> _Supplied entries_:
>>>>
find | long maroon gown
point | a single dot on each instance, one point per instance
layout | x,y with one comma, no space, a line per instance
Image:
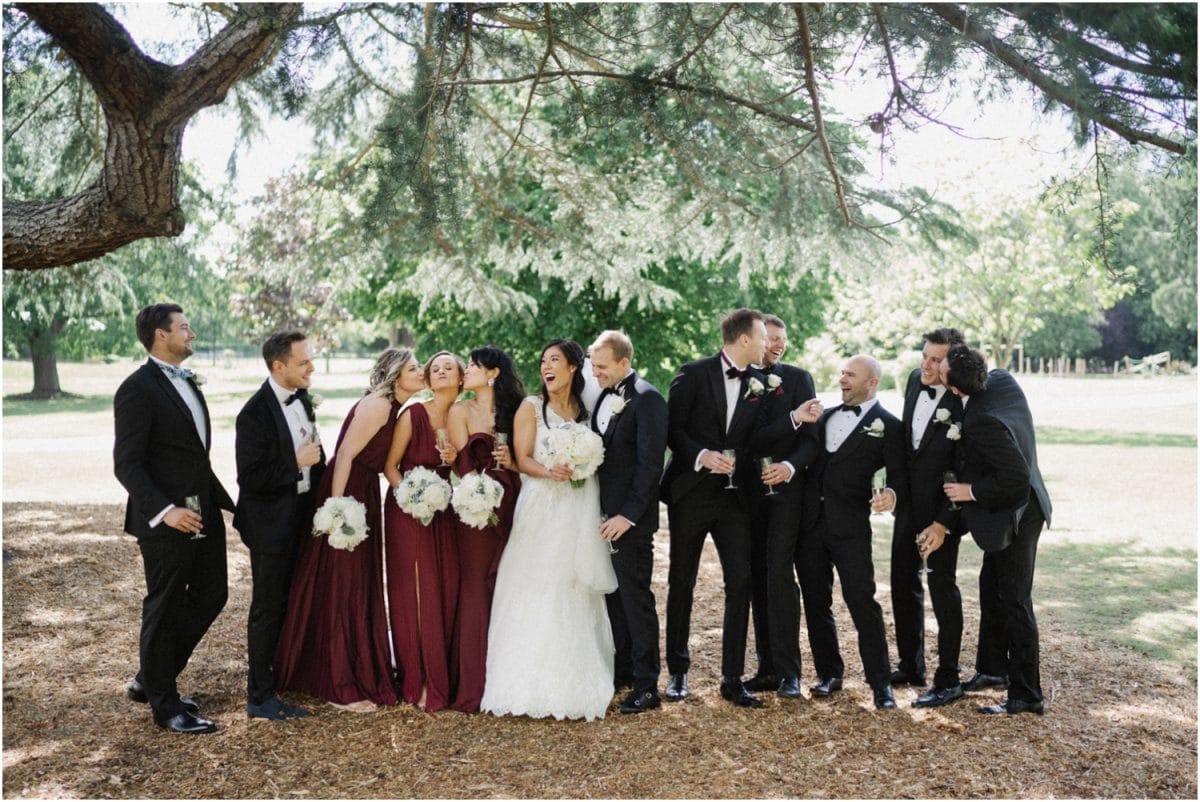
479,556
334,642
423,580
<<<<
>>>>
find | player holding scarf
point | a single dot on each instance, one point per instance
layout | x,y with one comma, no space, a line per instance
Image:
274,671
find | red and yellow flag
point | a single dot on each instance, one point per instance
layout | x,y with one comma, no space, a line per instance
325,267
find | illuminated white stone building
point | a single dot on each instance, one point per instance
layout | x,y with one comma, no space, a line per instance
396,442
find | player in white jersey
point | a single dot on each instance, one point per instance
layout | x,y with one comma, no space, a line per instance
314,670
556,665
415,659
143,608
<<<<
>>>>
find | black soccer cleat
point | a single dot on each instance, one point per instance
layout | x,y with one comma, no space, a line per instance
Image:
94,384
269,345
<<<<
Lines containing the word "player": copy each of them from the material.

> _Solution for this exercise_:
find | player holding scarf
find | player in white jersey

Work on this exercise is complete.